**EXERCICES:**
A. Pour chacune des affirmations suivantes, dites si elle concorde avec le texte sur le roman Hildegarde. Répondez par oui ou par non et citez textuellement les mots du texte qui tranchent. (i) Hildegarde prit le voile à l’âge de 15 ans. (ii) Le roman de Léo Henry compte plus de 600 pages. (iii) Hildegarde consigna ses visions dans un ouvrage intitulé le Scivias.
B. Reproduisez fidèlement le passage du texte sur le roman Hildegarde compris entre « Comme annoncé à » et « plus d’un niveau. », ces deux bornes incluses.

Comme annoncé à cet endroit, je me suis donc plongée cet été dans les 516 pages du roman Hildegarde, signé Léo Henry. Je savais que cette lecture serait hors du commun, mais j’étais loin d’imaginer à quel point.

Le pitch de départ

Hildegarde est cette abbesse née en 1098 qui prit le voile à l’âge de 15 ans et fut mère supérieure d’un couvent à Disibodenberg. Elle a eu des visions, qu’elle consigna dans un ouvrage intitulé le Scivias. Elle fut donc rapidement qualifiée de sainte et eut même droit au titre de « docteur de l’église ». Mais ce n’est pas tout, elle connaissait aussi fort bien les plantes et les animaux, elle était douée pour la musique et composa des airs et des pièces musicales. Bref, une femme exceptionnelle à plus d’un niveau.

Pas étonnant que Léo Henry nous offre un roman si foisonnant pour parler d’un personnage aussi hors du commun. Ce qui est fascinant dans ce livre, c’est l’angle justement choisi par l’auteur. Nous narrer la vie d’Hildegarde de sa naissance à sa mort de façon totalement linéaire n’aurait en effet pas eu grand intérêt, et il y a d’ailleurs peut-être déjà bien quelques livres d’histoire qui font cela.

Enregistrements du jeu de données
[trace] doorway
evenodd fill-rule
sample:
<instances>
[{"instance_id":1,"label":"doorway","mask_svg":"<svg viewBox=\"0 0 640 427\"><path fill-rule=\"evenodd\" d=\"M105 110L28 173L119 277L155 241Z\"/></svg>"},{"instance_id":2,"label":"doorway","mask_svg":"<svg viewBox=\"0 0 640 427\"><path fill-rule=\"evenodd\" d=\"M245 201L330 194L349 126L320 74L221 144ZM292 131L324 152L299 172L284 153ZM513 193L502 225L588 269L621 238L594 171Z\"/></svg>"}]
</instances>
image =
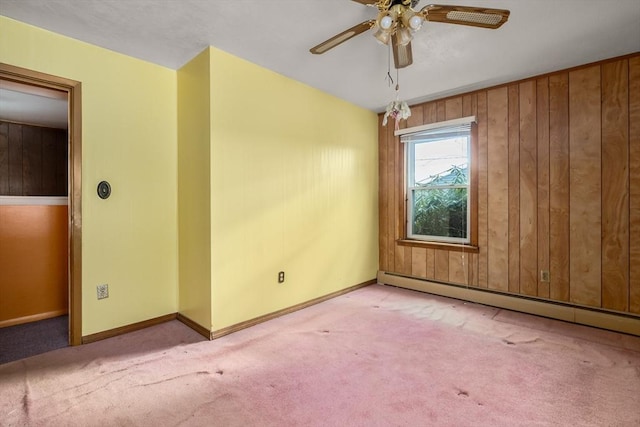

**RÉPONSES:**
A.
(i) Oui : « qui prit le voile à l’âge de 15 ans ».
(ii) Non : « les 516 pages du roman Hildegarde ».
(iii) Oui : « qu’elle consigna dans un ouvrage intitulé le Scivias ».

B.
Comme annoncé à cet endroit, je me suis donc plongée cet été dans les 516 pages du roman Hildegarde, signé Léo Henry. Je savais que cette lecture serait hors du commun, mais j’étais loin d’imaginer à quel point.

Le pitch de départ

Hildegarde est cette abbesse née en 1098 qui prit le voile à l’âge de 15 ans et fut mère supérieure d’un couvent à Disibodenberg. Elle a eu des visions, qu’elle consigna dans un ouvrage intitulé le Scivias. Elle fut donc rapidement qualifiée de sainte et eut même droit au titre de « docteur de l’église ». Mais ce n’est pas tout, elle connaissait aussi fort bien les plantes et les animaux, elle était douée pour la musique et composa des airs et des pièces musicales. Bref, une femme exceptionnelle à plus d’un niveau.